____ Available data
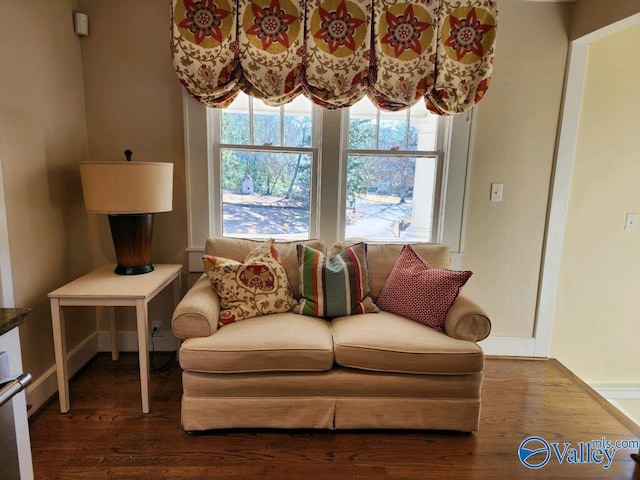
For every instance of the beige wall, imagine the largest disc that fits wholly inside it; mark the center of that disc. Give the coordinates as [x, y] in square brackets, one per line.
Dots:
[597, 325]
[42, 138]
[514, 144]
[591, 15]
[134, 101]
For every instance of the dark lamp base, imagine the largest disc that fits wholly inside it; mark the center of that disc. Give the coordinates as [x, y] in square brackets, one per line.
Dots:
[131, 234]
[120, 270]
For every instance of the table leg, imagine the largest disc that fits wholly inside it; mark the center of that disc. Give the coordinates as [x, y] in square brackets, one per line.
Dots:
[115, 353]
[60, 348]
[177, 291]
[142, 320]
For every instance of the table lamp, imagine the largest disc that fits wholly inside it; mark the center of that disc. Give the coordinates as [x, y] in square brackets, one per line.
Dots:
[130, 193]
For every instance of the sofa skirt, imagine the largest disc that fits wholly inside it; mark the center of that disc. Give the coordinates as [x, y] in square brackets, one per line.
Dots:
[336, 399]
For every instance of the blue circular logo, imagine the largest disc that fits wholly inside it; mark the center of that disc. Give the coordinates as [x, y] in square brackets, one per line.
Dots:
[534, 452]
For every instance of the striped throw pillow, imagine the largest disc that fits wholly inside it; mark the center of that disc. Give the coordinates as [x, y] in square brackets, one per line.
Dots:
[336, 286]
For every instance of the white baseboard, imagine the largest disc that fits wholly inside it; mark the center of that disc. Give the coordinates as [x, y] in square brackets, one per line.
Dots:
[617, 390]
[46, 385]
[509, 346]
[128, 342]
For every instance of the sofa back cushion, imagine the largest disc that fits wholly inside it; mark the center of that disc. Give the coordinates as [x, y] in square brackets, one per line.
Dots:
[382, 258]
[238, 248]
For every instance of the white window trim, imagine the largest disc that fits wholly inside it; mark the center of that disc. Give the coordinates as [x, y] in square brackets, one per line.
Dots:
[203, 199]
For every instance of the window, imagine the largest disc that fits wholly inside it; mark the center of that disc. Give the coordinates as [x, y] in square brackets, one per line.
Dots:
[265, 157]
[393, 167]
[298, 171]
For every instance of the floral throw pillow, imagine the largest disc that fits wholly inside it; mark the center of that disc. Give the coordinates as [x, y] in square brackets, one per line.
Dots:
[256, 286]
[420, 292]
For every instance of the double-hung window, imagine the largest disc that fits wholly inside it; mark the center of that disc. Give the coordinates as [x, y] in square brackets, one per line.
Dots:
[394, 164]
[264, 161]
[298, 171]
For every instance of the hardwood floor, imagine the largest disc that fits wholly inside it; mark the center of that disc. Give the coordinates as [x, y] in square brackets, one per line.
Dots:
[106, 436]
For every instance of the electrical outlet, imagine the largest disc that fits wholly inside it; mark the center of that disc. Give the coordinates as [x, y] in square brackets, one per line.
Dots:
[156, 329]
[496, 192]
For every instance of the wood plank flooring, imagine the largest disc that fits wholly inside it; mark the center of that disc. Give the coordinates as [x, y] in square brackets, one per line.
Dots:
[106, 436]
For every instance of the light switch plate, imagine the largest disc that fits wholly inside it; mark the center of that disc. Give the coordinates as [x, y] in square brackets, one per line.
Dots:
[496, 192]
[631, 222]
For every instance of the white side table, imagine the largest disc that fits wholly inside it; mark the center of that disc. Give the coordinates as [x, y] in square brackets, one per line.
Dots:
[103, 287]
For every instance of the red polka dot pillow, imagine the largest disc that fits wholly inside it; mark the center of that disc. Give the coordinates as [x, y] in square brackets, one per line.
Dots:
[417, 291]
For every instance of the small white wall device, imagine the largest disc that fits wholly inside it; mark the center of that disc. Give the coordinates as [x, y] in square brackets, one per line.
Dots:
[81, 24]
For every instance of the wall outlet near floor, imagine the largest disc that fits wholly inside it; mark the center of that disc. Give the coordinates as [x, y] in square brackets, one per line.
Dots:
[156, 329]
[631, 222]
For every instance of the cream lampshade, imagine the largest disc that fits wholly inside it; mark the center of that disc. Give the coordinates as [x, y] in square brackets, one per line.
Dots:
[130, 193]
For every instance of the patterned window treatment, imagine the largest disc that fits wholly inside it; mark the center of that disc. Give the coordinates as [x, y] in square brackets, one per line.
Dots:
[397, 52]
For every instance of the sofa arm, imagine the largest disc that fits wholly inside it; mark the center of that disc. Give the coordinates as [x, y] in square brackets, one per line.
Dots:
[197, 313]
[466, 320]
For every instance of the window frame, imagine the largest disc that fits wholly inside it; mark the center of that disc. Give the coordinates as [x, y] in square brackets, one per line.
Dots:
[215, 170]
[204, 200]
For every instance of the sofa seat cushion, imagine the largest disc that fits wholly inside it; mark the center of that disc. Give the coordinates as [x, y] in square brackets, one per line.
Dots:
[387, 342]
[270, 343]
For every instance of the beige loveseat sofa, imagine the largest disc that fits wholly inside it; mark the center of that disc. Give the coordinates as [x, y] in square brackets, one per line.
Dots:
[285, 370]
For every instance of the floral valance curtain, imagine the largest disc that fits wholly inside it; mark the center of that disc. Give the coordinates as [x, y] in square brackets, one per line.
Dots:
[397, 52]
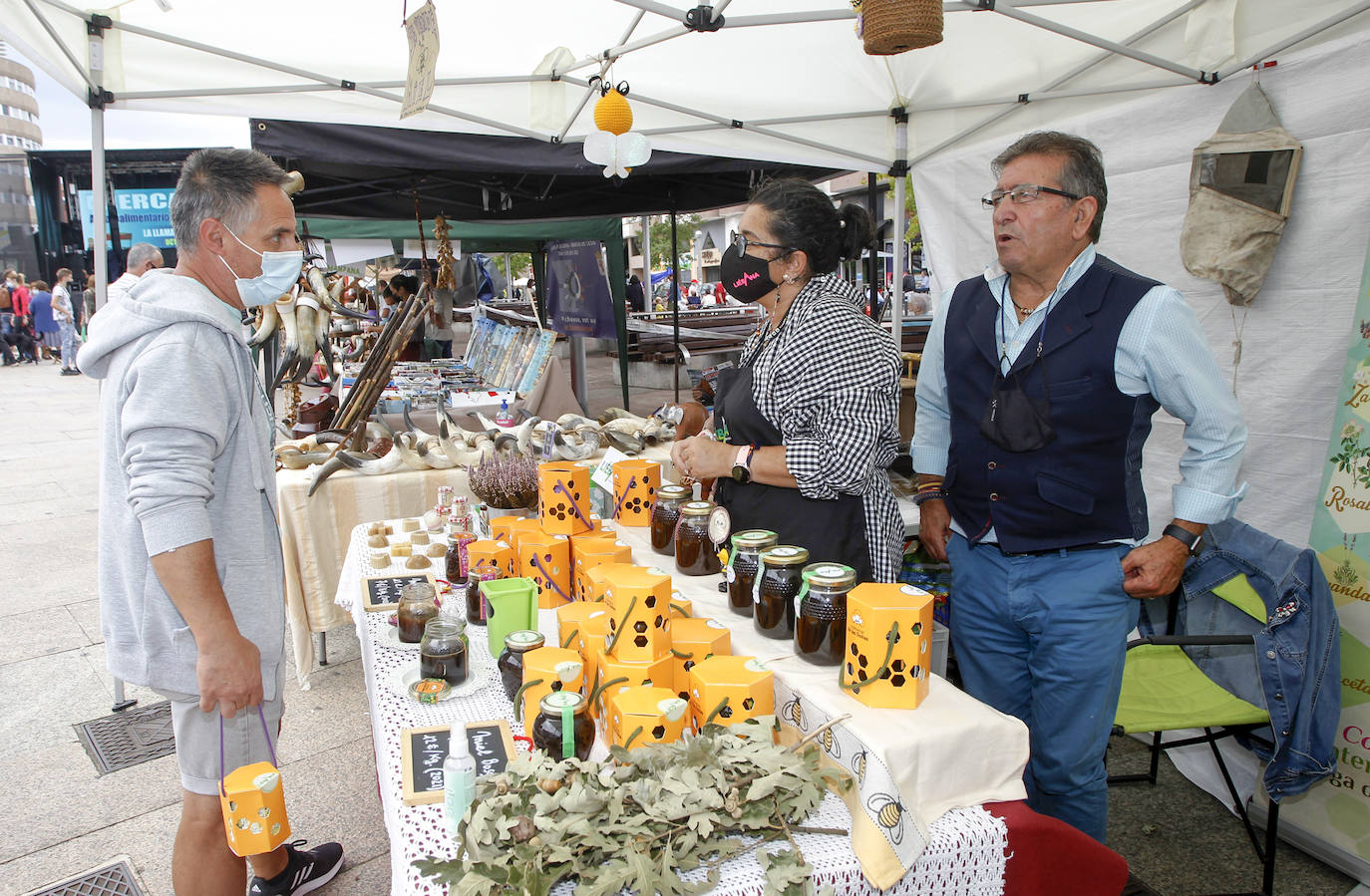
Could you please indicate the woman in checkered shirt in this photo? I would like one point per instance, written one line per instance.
(806, 427)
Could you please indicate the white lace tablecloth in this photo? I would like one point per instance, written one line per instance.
(966, 848)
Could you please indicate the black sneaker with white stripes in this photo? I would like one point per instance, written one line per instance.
(306, 870)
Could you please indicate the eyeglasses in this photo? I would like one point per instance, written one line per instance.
(1022, 193)
(740, 242)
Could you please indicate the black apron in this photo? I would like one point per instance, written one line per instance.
(832, 530)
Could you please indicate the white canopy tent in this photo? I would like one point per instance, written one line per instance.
(790, 84)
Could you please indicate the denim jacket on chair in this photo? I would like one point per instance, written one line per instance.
(1297, 648)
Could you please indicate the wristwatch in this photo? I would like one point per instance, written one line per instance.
(743, 466)
(1184, 536)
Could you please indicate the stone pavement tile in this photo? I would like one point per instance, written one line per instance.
(87, 613)
(72, 801)
(44, 696)
(332, 713)
(146, 838)
(367, 878)
(39, 633)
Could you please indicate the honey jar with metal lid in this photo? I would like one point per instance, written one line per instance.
(776, 588)
(821, 613)
(666, 512)
(695, 552)
(563, 725)
(512, 658)
(744, 562)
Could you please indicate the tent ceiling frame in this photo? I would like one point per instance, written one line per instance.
(1083, 68)
(1301, 36)
(1084, 37)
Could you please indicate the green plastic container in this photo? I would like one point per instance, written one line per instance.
(513, 604)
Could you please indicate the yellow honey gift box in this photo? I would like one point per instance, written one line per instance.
(546, 560)
(490, 554)
(252, 800)
(563, 499)
(640, 717)
(692, 642)
(545, 670)
(588, 554)
(731, 690)
(889, 632)
(637, 607)
(614, 676)
(634, 490)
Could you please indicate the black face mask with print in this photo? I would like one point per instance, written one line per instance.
________
Exercise aim ▸
Word for word, output the whole listing, but not its pictures.

Answer box ▸
For every instance of the beige wall, imagine the largest disc that fits wholly inside it; mark the center of that disc. Give the coordinates as [x, y] in square brackets, one per line.
Dots:
[597, 325]
[42, 138]
[514, 144]
[591, 15]
[134, 101]
For every instance of the dark lamp base, imagine the largest disc that fits wholly inside it; mark the center of that disc. Give the coordinates as [x, y] in square brackets, one per line.
Dots:
[131, 234]
[120, 270]
For every instance of the table leg, imagine the largest disc that fits wholly inside it; mark the center of that disc. Give the coordinates as [x, y] in square brackets, one per line.
Dots:
[115, 353]
[60, 348]
[177, 291]
[142, 320]
For every instance of the table lamp, imagine the largest disc that fits wholly inside it; mark the center of that disc. Give the coordinates as [x, y] in square brackets, one per line.
Dots:
[130, 193]
For every instance of the sofa skirt, imagine the largest disc that fits wholly inside it; mark the center of that disc. Give the coordinates as [x, y] in square brackets, one per line.
Dots:
[336, 399]
For every instance of the blue circular logo, imagine the largest disc that fits wholly inside it; mark the center of that disc. Give the coordinates as [x, y] in square brackets, one per line.
Dots:
[534, 452]
For every instance of the striped throw pillow, imagine the largest disc that fits wholly inside it; mark the center of that disc. Give the coordinates as [x, y] in square brackets, one per line.
Dots:
[336, 286]
For every instance of the white baseboard, imagine the largest disc that fits wholly inside it; mark the center of that disc. Give the coordinates as [x, y] in square brackets, one per line.
Dots:
[617, 390]
[46, 385]
[509, 346]
[128, 342]
For every instance of the sofa back cushion, imagine the largest disc that fits wholly inside it; mark the center of that disc. Give the coordinates as [x, y] in square brackets, one per line.
Dots:
[382, 258]
[238, 248]
For every instance of the white window trim, imagine the largest disc that fits wholly inside it; mark the center of that disc. Give the coordinates as [x, y] in square brackets, one per line.
Dots:
[203, 199]
For every instance of the window, imagine the largest disc that fits wholly inside it; mark the center of that disc. Give the coordinates as [x, y] in square brackets, one per line.
Dots:
[265, 157]
[393, 167]
[298, 171]
For every instance of the floral throw pillow, imagine the largest disc that fits wholly inside it; mark the center of that disc. Give the coordinates as [x, y] in square brackets, one per line.
Dots:
[256, 286]
[420, 292]
For every instance of the double-hung window, imagine the largest disc that fits wholly inside it; mark the center of that disc. Give the coordinates as [x, y] in square brackets, one per line.
Dots:
[394, 164]
[264, 161]
[298, 171]
For every instance of the hardwood floor, imagine the largest disc that fits wholly inside it; mark the center of that disc. Give the coordinates as [x, y] in square brackets, one per line.
Dots:
[106, 436]
For every instance of the electrical outlet, imagine the largest disc that fits wholly inside it; mark the center of that disc. Give the coordinates as [x, y] in square brackets, one per line.
Dots:
[156, 329]
[496, 192]
For every instance of the wood plank flooring, imagine the largest disc that fits wholly inside it; mark the center of that disc. Give the coordinates as [x, y] in square brackets, one per line.
Dots:
[106, 436]
For every instance of the light switch plate, imagine the largest disc that fits wholly inside it; mark the center of that disc. Give the coordinates as [x, y] in square brackets, one per line.
Dots:
[496, 192]
[631, 222]
For every instance of the white side table, imagine the largest disc that fits wholly inside it; mark the center of that disc. Give the coordinates as [x, y] in square brackets, one per line.
Dots:
[103, 287]
For every instance of the red polka dot pillow, imagine the largest disc that fits wholly inside it; mark the center of that disc. Give the coordinates as [x, y] in square brackets, one per line.
Dots:
[417, 291]
For every instance of the small white wall device, imagine the largest disc that fits wholly inside it; mark the center of that disc. Give the coordinates as [x, y] in square brackets, one per line.
Dots:
[81, 24]
For every instance of the wall outlet near floor, imagine the largest disc that fits wholly inside it; mark the center of that disc. Give the coordinates as [x, y] in square brackets, one per line.
Dots:
[156, 329]
[631, 222]
For every instance of the cream lampshade, imagine the largest disc that fits wholly inside it; mark the center of that disc. Give the coordinates as [x, y] in square brackets, one per line.
Dots:
[130, 193]
For every instance of the patterned window treatment, imagine the largest disc that fits wholly inside it; mark the center of that disc. Give the coordinates as [x, y] in square brackets, one per line.
Dots:
[397, 52]
For every instance of the sofa arm, imagine the largest disc that fits wholly inside it; mark the center of that disc. Give the coordinates as [x, y] in square brackets, one per line.
Dots:
[197, 313]
[466, 320]
For every instance of the window frame, imagine the largest disc that fits wholly inside it; mark the center of that disc. Give the coordinates as [x, y] in square brackets, one per line.
Dots:
[215, 170]
[204, 200]
For every instance of the sofa seat cushion, imagine the largest disc that fits wholly inside it; mark the center of that disc. Give the coordinates as [x, y] in square brackets, one per line.
Dots:
[387, 342]
[270, 343]
For every instance of the beige loveseat sofa, imagine the largest disc that fits wholly inside it; mark the center of that disc. Give the coordinates as [x, y] in square brackets, one per line.
Dots:
[285, 370]
For every instance of the floral valance curtain, imagine the largest disc that fits wholly inside it; mark the center of that disc. Give the coordinates as [x, y] in square brackets, one per line.
Dots:
[397, 52]
Could you please indicate the woman in checkered shirt in this photo? I would like one point per instance, written one line per instance.
(806, 427)
Could you please indicate the white lace tablecloth in this photo? I would like one point per instance, written one line per instance.
(966, 848)
Could you please indicate the black sneaker with white stripes in this photo? I would like one point per instance, written one line per instance.
(306, 870)
Could you please indicate the eyeglasses in this photo? I would like one point per instance, written one line per instance.
(1022, 193)
(740, 242)
Could you please indicate the black apron in this photo? I would like one point per instance, written one line per instance.
(832, 530)
Could you please indicate the white canopy tent in this photo? I would like one point per instance, written one line per instance.
(790, 84)
Could you please indicate the denim jacket on chair in this photo? I would like one point per instance, written one line per instance.
(1297, 648)
Could you please indicate the wristwatch in this photo? I would like one point per instance, written one line per instance.
(743, 466)
(1184, 536)
Could you please indicate the stone pavement tile in this photo? I would like one point per instance, written one line per instance.
(87, 613)
(72, 801)
(44, 696)
(332, 713)
(146, 838)
(367, 878)
(39, 633)
Could you please indicate the honey jar with metal lid in this photo? I would like one point per instance, written one line per instance.
(776, 588)
(821, 613)
(666, 512)
(695, 552)
(563, 725)
(512, 658)
(744, 562)
Could you please indicate the tent ceiling frame in this photo? I would like one point per instance, written one line per instance.
(1083, 68)
(1301, 36)
(1084, 37)
Could you please indicate the green plastic container in this photo? I would like one point per instance, written one line per instance.
(513, 604)
Could you please indicate the yellow honey gift box in this photo? I would like one point per instance, written one line per instance.
(546, 560)
(490, 554)
(252, 800)
(563, 499)
(640, 717)
(692, 642)
(545, 670)
(588, 554)
(731, 690)
(889, 632)
(637, 607)
(614, 676)
(634, 490)
Could you please indicate the black face mask with print in this photo? I would like one point per instance, written one line per instance.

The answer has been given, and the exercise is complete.